Zähle, in wie vielen Zeilen der folgenden Einträge die Zeichenfolge „building“ vorkommt, und beachte dabei die Groß- und Kleinschreibung. Gib nur die Anzahl an.

====

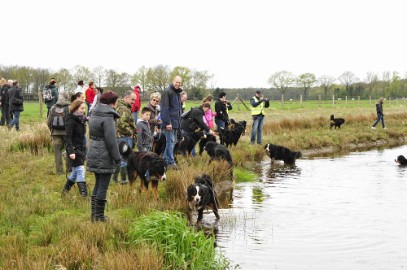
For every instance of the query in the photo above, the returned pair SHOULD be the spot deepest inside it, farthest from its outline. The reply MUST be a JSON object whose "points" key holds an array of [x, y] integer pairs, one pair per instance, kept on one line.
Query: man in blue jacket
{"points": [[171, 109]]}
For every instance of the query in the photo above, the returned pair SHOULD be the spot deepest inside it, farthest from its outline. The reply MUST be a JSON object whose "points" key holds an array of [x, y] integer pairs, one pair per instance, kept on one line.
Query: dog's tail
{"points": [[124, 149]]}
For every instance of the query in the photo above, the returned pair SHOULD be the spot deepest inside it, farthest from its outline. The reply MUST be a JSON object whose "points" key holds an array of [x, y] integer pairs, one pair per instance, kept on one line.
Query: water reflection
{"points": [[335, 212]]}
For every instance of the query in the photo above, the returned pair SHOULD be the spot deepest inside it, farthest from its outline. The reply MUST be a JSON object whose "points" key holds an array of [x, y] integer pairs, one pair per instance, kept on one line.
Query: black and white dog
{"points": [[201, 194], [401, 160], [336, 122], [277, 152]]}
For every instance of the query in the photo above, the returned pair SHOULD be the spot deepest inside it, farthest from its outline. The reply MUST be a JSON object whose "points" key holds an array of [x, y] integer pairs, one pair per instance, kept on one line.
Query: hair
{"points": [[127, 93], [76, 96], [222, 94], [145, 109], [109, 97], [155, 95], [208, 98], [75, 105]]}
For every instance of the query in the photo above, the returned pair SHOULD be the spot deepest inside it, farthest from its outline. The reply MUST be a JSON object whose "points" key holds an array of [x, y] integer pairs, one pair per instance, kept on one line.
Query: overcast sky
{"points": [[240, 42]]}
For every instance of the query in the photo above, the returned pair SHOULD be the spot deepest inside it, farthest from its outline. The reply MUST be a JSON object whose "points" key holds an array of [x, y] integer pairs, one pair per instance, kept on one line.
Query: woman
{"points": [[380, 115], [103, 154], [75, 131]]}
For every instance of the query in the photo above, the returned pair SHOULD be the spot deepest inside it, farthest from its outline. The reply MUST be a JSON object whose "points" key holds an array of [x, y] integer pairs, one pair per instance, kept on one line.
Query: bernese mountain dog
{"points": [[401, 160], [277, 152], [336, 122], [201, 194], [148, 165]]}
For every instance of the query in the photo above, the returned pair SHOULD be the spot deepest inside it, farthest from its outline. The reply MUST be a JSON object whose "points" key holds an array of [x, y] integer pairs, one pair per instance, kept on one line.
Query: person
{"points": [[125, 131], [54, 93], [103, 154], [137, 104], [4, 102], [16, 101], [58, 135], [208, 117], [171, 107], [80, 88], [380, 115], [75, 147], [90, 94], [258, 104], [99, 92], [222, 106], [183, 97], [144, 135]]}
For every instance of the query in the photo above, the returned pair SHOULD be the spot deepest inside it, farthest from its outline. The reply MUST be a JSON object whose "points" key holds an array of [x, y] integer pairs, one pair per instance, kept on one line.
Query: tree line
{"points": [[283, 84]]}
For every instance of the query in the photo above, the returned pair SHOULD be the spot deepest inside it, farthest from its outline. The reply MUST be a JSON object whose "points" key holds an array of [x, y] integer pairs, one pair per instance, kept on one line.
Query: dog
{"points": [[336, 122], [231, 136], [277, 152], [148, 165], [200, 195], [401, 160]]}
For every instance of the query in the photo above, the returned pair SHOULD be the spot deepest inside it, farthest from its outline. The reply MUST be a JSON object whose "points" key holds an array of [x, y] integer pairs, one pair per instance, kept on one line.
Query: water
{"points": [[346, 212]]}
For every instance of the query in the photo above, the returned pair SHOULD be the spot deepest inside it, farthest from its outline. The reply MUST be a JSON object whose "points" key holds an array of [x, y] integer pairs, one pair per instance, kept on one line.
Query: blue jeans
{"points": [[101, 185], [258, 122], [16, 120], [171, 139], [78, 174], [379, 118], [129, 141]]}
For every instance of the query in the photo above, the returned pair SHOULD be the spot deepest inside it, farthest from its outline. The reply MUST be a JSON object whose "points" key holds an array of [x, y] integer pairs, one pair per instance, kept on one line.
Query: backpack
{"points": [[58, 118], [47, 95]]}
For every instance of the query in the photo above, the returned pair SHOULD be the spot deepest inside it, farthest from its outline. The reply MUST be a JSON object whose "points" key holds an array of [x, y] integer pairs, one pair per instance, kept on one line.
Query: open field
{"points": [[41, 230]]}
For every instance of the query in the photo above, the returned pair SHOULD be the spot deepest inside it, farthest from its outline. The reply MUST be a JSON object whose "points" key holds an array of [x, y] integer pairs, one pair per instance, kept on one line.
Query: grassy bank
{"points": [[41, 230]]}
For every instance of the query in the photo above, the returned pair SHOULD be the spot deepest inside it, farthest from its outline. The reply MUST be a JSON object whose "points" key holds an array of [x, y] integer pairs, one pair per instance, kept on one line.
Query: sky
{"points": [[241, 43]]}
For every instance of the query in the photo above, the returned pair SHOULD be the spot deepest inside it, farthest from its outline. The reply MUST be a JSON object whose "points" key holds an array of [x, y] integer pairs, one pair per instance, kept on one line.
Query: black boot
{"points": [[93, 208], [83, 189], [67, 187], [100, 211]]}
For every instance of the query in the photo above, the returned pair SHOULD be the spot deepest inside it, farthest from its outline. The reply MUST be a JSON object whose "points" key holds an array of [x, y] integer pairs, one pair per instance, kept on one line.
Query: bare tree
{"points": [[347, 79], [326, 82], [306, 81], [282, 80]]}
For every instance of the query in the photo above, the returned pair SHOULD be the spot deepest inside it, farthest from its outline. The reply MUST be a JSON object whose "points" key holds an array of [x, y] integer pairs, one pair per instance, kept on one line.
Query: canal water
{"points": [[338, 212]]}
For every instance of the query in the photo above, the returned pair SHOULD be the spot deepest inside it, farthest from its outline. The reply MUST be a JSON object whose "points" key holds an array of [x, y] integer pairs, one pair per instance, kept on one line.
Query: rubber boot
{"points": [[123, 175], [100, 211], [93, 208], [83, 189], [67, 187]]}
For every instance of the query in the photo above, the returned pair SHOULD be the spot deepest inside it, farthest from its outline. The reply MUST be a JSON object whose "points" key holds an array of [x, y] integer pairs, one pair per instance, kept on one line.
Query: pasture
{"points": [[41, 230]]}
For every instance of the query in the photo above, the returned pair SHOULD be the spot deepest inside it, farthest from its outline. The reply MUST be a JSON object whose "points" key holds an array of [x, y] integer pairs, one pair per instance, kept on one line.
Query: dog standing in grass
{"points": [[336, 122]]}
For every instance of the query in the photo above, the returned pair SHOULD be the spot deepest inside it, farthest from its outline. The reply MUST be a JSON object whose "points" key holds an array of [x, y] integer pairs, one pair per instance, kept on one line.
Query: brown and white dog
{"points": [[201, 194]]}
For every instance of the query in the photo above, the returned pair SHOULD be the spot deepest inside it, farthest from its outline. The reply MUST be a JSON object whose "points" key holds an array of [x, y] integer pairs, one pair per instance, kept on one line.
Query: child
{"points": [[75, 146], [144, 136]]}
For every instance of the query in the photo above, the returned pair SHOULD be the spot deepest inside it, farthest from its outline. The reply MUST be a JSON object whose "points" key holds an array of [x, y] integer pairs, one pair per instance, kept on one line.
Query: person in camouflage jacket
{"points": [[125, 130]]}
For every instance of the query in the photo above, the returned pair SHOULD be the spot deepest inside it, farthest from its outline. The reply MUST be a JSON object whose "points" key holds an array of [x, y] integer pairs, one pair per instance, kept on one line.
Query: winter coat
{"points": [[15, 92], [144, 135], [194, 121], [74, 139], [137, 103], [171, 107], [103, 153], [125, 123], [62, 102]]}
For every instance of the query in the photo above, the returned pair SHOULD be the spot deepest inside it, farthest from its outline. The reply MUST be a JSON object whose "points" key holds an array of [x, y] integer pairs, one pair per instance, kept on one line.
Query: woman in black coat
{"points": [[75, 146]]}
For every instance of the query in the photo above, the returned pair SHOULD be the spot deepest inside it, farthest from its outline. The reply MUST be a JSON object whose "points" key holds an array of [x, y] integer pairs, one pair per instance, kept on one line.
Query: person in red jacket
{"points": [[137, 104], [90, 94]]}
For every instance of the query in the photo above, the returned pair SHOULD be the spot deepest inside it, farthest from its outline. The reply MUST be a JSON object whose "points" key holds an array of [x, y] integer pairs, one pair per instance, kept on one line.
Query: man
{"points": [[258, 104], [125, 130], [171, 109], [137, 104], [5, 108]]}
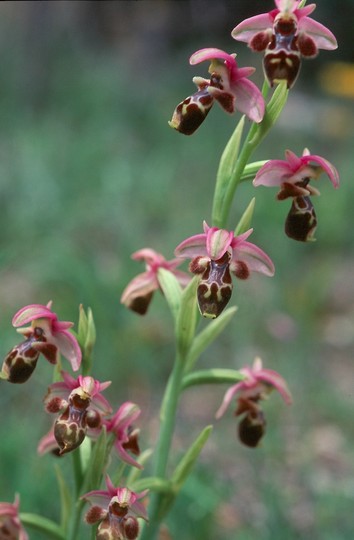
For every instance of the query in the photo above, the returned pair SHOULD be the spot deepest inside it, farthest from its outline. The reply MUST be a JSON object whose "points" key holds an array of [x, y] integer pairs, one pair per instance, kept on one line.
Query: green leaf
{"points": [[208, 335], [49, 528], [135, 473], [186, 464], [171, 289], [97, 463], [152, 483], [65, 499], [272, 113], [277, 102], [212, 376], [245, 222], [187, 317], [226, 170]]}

====

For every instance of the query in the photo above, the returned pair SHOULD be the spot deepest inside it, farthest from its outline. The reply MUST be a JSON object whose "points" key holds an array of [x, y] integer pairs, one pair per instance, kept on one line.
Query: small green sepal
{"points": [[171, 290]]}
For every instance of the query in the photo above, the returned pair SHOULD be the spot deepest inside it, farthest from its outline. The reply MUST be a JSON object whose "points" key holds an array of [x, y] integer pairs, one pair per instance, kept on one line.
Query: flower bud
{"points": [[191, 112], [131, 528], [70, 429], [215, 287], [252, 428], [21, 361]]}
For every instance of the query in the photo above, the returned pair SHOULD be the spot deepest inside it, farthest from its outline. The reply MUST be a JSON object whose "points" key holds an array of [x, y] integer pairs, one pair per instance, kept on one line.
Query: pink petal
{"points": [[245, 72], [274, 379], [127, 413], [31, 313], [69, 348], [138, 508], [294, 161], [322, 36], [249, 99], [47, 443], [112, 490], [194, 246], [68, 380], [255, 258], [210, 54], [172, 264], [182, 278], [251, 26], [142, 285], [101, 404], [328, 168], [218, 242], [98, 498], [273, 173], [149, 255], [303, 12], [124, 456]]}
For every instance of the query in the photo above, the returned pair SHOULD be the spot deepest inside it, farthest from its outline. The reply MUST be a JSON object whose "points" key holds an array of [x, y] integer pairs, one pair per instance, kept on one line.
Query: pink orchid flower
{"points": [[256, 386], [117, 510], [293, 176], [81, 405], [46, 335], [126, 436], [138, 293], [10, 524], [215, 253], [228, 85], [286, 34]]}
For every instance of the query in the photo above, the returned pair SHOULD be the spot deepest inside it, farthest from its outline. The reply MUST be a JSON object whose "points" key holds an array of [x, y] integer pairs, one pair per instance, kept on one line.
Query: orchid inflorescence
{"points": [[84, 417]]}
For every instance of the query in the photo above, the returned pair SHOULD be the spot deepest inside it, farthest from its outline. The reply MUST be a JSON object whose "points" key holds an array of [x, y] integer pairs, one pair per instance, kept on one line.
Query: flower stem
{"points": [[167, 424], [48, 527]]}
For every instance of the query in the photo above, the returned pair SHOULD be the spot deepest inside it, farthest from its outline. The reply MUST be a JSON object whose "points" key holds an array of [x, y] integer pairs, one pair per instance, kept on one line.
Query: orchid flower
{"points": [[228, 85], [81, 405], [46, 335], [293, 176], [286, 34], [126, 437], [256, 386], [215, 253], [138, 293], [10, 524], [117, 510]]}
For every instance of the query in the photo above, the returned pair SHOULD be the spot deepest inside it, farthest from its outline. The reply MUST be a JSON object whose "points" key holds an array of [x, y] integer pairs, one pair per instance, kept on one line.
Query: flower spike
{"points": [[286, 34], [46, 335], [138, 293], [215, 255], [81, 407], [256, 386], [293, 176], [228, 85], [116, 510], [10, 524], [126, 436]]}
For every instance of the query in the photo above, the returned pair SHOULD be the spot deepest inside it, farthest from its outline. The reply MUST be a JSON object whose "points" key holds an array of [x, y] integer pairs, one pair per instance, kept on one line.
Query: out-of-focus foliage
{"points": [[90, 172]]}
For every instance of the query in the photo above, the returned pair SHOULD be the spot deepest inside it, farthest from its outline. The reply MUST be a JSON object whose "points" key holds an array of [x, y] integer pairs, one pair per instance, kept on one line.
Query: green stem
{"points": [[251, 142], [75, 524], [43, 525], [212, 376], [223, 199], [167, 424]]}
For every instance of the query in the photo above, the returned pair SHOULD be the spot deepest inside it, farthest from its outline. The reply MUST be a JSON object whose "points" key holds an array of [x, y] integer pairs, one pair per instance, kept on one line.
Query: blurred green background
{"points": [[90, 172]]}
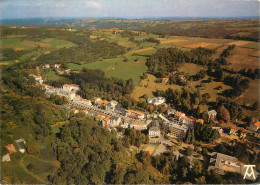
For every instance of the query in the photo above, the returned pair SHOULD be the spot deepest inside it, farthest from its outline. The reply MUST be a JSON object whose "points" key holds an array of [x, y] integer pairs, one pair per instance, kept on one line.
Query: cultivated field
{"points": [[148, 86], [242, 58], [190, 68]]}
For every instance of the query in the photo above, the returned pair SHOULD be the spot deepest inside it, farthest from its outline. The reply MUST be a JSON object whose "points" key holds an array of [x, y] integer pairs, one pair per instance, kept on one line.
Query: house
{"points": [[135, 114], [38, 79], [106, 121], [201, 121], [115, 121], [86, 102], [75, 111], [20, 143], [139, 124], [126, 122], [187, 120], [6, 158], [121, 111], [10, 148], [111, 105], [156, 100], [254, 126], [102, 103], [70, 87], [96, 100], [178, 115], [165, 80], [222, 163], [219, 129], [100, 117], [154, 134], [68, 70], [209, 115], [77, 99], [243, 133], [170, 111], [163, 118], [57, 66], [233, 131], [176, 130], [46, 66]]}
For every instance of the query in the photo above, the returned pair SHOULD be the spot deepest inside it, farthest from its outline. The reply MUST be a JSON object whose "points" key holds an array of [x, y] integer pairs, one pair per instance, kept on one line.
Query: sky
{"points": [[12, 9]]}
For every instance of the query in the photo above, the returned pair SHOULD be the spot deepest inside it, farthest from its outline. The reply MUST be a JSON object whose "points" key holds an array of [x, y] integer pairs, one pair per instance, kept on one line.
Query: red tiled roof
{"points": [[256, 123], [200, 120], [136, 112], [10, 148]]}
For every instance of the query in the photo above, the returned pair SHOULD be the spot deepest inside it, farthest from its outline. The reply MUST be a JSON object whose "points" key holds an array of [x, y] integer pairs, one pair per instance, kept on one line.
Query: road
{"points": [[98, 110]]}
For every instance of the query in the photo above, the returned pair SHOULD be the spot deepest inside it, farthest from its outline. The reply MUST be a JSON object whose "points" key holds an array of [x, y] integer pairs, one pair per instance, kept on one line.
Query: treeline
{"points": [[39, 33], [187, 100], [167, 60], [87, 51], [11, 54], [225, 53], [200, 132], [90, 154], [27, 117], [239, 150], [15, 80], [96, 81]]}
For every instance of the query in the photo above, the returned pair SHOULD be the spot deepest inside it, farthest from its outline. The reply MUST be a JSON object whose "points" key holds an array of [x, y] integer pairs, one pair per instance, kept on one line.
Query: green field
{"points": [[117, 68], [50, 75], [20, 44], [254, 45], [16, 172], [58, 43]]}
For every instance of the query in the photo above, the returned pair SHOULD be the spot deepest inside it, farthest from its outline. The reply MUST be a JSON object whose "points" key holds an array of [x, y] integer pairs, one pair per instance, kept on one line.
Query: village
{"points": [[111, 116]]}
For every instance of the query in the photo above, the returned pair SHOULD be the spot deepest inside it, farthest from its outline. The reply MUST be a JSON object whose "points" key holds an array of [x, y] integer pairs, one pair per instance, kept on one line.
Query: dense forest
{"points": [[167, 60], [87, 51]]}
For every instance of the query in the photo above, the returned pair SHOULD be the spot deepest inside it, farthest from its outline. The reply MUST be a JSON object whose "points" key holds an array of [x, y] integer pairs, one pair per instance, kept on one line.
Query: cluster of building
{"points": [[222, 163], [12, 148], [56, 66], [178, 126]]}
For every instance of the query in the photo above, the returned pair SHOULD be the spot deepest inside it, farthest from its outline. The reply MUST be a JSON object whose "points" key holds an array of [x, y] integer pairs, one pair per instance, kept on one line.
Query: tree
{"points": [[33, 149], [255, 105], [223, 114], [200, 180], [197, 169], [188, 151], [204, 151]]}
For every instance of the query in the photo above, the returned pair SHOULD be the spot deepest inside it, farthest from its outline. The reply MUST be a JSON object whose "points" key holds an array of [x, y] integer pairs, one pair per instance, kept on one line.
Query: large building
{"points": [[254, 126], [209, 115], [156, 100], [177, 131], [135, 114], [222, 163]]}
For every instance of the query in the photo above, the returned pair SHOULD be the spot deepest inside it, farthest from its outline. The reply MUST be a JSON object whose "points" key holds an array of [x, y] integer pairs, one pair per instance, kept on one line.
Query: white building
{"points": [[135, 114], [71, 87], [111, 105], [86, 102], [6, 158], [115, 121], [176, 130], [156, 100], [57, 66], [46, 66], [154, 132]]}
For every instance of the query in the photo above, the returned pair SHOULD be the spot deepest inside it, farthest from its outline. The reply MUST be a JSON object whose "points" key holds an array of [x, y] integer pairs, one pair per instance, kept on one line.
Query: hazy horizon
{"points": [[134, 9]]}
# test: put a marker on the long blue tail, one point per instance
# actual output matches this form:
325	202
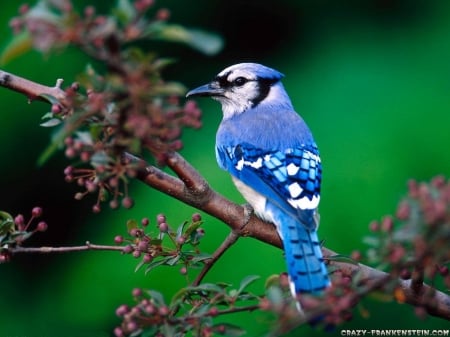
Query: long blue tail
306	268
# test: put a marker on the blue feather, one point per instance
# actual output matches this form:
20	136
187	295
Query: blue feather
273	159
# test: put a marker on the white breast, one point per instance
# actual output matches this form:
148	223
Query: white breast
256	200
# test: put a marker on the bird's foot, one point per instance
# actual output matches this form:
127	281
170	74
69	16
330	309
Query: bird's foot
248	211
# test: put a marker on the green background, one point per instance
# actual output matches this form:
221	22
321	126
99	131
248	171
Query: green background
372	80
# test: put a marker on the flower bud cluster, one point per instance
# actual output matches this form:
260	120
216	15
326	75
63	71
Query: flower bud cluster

====

- _Lösung der Aufgabe_
3